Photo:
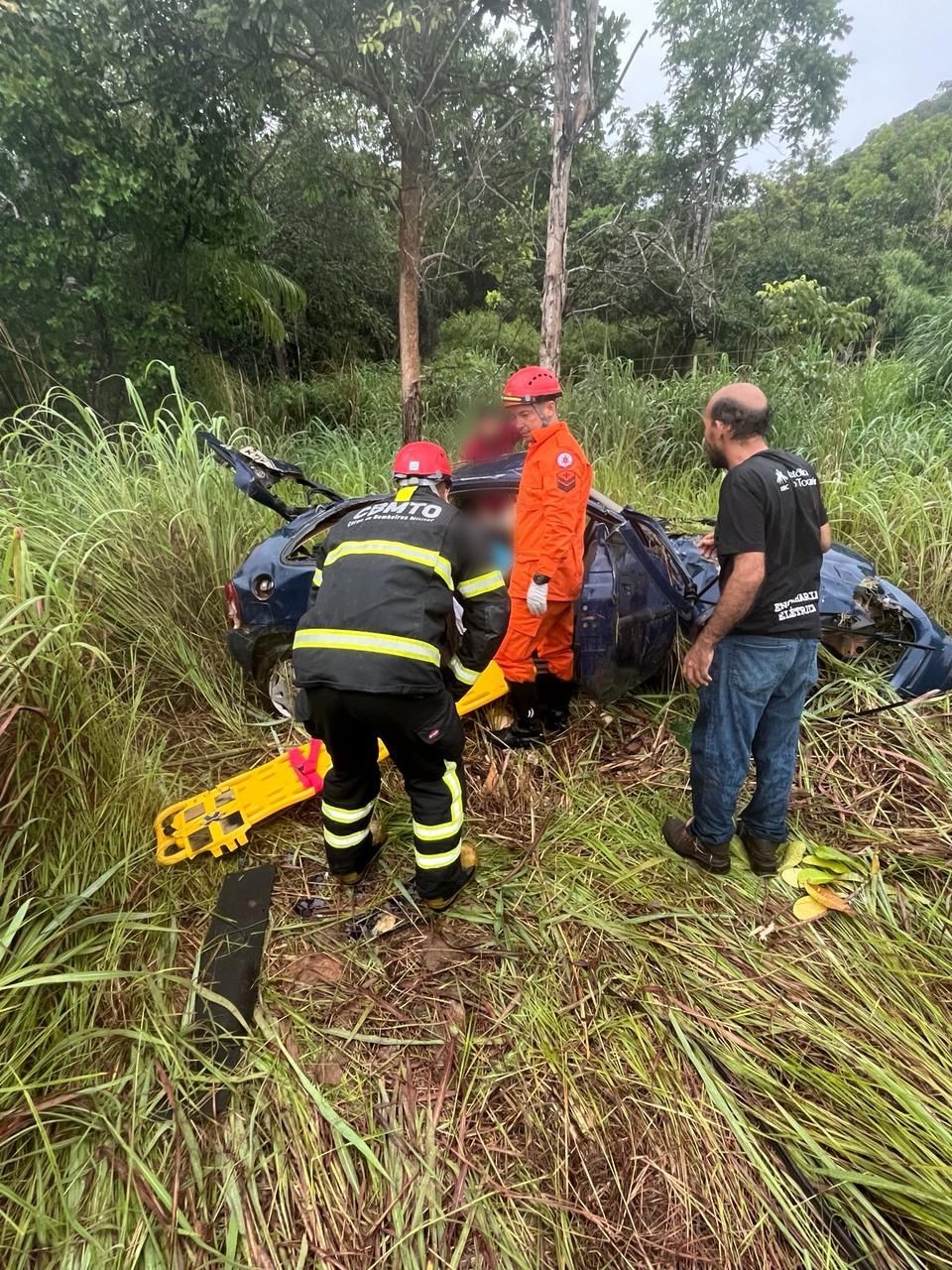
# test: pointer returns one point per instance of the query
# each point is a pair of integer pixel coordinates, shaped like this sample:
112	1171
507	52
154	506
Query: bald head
737	421
746	395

──────────────────────────────

» **Set task**
Copy all these lines again, requests included, scaling every point coordinate in the answers by 1.7 and rounding each to a whole number, with halves going up. Leave the sample numbers in the requests unchanged, and leave the picture out.

» **Answer for this exercise**
Photo:
# test: pointer returns one point per instance of the query
# each point is a pair of integer pixel coordinates, shaped like this sample:
112	1171
507	52
154	506
Query: bald head
1253	716
1268	672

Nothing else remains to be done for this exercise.